● **Exercise requirements**:
A) Decide whether each statement agrees with the tether passage below: (i) the point mass at the tether tip gets its initial velocity from a motor; (ii) the experiment took place on a glass table measuring 1.5 m by 3 m; (iii) the microcomputer is mounted on the human analog. Answer yes or no for each, quoting the deciding words of the tether passage.
B) According to the tether passage below, what method was adopted to simulate a two-dimensional microgravity environment?
C) Extend the tether passage below, beginning right after its final sentence.

● **Document**:
2.5. Extending and Attaching the Tether

Figure 6 shows the analytical model representing the adsorption of the tether tip. As shown in Figure 6, a point mass m1 (kg) is attached to the tip of the tether. An initial velocity is given to the point mass by a spring force for injection, and the tether is extended. At this time, the force acting on the point mass is also given to the rigid body as a reaction force. Here, let $y_a$ be the y coordinate $e_2$ of the tether tip when the x coordinate $e_1$ of the tether tip reaches the suction position $x_a$. When the point mass reaches $x_a$, as shown in Figure 6, the point mass is fixed by the spring element and the damper element, thereby simulating the adsorption of the tether tip. Adsorption forces $F_{ax}$ and $F_{ay}$ acting on the tether tip are expressed by the following equation:

$$\begin{gathered} F_{ax}=-k_a\left(e_1-x_a\right)-c_a{\dot{e}}_1 \\ {F}_{ay}=-k_a\left(e_2-y_a\right)-c_a{\dot{e}}_2 \end{gathered}$$

(42)

where $k_a$ is a spring constant, and $c_a$ is a damping coefficient. Equation (42) is applied to the external force term 1st, 2nd row on the right-hand side of Equation (28), so that it acts on the element node at the tip of the tether.

In order to prevent deceleration of the tether tip during extension of the tether, a constant deflection amount is generated by setting the constraint condition formula according to the speed of the tether tip. The value of V in the constraint conditional expression of Equation (26) is set as follows:

$$V={\dot{e_1}}^{\left(1\right)}+K_e\left(l_{et}-l_s\right)$$

(43)

where $e_i{}^{\left(j\right)}$ is the nodal coordinate of the $j$th element, $K_e$ is the proportional gain, $l_{et}$ is the target deflection in the extending tether, and $l_s$ is the length of the tether that is not collected in the rigid body.

3. Validity of the Analytical Model

3.1. Experimental Setup

The experimental equipment (shown in Figure 7) is described in this section. This experimental equipment consists of the TSMD and a unit for simulating the influence of the weight of a human body. A method using air bearings, which are widely used in space robot control experiments [11], was adopted to simulate a two-dimensional (2D) microgravity environment. The TSMD is equipped with a reel for winding the tether, a brushless direct current (DC) motor and a microcomputer (mbed NXP_LPC1768, 96 MHZ). The human analog is equipped with a battery. Since the mass of the battery shifts the system’s center of gravity (COG), tension-based rotation occurs easily. In addition, the human analog is equipped with a nine-axis motion sensor that allows its movements to be measured precisely and a motor for disturbance input. The experiment was carried out on a flat table made from a smooth glass plate (1.5 m × 3 m).

● **Raw records**:
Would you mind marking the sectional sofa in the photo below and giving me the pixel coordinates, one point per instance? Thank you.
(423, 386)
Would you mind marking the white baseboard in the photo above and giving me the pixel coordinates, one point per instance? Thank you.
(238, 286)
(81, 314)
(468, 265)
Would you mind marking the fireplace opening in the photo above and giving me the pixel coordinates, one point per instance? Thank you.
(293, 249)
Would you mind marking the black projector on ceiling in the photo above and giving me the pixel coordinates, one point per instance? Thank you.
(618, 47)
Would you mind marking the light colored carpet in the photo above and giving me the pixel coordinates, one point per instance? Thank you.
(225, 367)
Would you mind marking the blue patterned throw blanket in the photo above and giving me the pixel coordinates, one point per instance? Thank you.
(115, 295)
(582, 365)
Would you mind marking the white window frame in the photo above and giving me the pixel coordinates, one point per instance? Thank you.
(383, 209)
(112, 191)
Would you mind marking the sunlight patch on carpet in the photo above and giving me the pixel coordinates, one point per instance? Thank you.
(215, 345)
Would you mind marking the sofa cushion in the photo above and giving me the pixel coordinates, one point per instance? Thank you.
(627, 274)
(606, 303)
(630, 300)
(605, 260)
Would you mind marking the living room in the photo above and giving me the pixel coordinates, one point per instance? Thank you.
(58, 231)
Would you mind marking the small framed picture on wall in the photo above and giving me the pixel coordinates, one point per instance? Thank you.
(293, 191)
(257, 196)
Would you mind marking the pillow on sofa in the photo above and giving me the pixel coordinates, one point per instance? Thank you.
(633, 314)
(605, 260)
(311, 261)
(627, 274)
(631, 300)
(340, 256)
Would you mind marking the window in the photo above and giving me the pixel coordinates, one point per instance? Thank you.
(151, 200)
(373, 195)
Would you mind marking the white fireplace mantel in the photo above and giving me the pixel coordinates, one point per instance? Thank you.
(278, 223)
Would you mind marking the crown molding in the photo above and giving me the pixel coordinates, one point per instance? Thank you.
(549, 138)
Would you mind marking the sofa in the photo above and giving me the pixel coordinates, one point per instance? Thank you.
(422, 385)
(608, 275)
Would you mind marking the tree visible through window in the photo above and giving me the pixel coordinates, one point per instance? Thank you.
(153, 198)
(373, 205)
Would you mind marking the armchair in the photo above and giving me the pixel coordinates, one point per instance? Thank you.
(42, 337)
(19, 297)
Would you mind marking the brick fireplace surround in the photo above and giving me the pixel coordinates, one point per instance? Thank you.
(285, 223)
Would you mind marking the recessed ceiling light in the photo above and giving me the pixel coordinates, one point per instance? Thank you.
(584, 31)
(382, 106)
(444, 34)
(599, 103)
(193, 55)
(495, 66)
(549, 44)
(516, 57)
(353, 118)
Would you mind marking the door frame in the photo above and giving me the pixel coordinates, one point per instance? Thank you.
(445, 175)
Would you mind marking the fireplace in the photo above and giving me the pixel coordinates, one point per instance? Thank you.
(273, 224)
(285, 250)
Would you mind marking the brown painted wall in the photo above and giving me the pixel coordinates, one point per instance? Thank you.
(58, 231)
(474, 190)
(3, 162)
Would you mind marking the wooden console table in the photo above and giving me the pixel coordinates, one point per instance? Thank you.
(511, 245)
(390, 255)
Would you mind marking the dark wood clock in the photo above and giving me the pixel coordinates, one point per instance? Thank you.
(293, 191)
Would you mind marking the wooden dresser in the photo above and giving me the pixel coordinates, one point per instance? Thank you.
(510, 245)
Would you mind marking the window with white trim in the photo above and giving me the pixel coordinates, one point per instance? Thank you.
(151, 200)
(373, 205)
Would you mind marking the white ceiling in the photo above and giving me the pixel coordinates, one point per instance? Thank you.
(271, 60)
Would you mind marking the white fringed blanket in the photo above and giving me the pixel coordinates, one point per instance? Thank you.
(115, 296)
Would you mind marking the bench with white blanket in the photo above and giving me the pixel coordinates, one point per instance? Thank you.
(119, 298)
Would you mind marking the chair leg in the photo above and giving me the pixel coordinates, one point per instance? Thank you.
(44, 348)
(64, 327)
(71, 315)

● **Answers below**:
A)
(i) No: "An initial velocity is given to the point mass by a spring force for injection"
(ii) Yes: "The experiment was carried out on a flat table made from a smooth glass plate (1.5 m × 3 m)."
(iii) No: "The TSMD is equipped with a reel for winding the tether, a brushless direct current (DC) motor and a microcomputer (mbed NXP_LPC1768, 96 MHZ)."

B) A method using air bearings.

C)
3.2. Analytical Model

In order to confirm the validity of the proposed analytical model, we focused on tether behavior during winding, and compared the results of numerical simulations and experiments. Figure 8 shows the initial conditions used. The arm of the TSMD and the human analog are not driven, but rather are fixed so as to be perpendicular to the TSMD, as shown in Figure 8. The tether was stretched from the TSMD via the arm, and the tether tip was fixed in place at the origin point. The experimental equipment was arranged so that the tether and the TSMD are aligned along the X axis. The tether winding then began and rotation of the experimental equipment during the winding movement was verified. This experiment was repeated three times at the same speed.

Table 1. Experimental equipment conditions.

Total length of the tether $l$ (m)	2.355
Diameter of the tether $d$ (m)	5.2 × 10−4
Density of the tether $\rho$ (kg/m3)	1.140
Transverse elastic modulus $E_t$ (GPa)	1.93
Longitudinal elastic modulus $E_l$ (GPa)	1.93
Element number of the tether	70
Mass of the arm $M_{r1}$ (kg)	0.0367
Mass of the TSMD $M_{r2}$ (kg)	0.817
Mass of the human analog $M_{r3}$ (kg)	7.78
Moment of inertia of the arm $I_{r1}$ (kg·m2)	9.4 × 10−6
Moment of inertia of the TSMD $I_{r2}$ (kg·m2)	2.6 × 10−3
Moment of inertia of the human analog $I_{r3}$ (kg·m2)	0.0548
Length of the arm $l_{r1}$ (m)	0.055
Length of the TSMD (m)	0.17
Length of the human analog (m)	0.19
Width of the arm (m)	0.006
Width of the TSMD (m)	0.095
Width of the human analog (m)	0.22
Gap of the arm $G_p$ (m)	3.0 × 10−3
Spring constant of the inside wall of the arm $k_1$ (N/m)	230
Spring constant of the edge of the arm $k_2$ (N/m)	230
Damping coefficient of the inside wall of the arm $c_1$ (N/(m/s))	0.0866
Damping coefficient of the inside wall of the arm $c_2$ (N/(m/s))	0.0866
Coefficient of friction of the inside wall of the arm ${\mu }_1$	0.1
Coefficient of friction of the edge of the arm ${\mu }_2$	0.1

shows the parameters used in the experiment. The measurement time was set to 6 s. For numerical simulation, a workstation (Intel^® Core^TM i7-4790K CPU 4.00 GHz) is used.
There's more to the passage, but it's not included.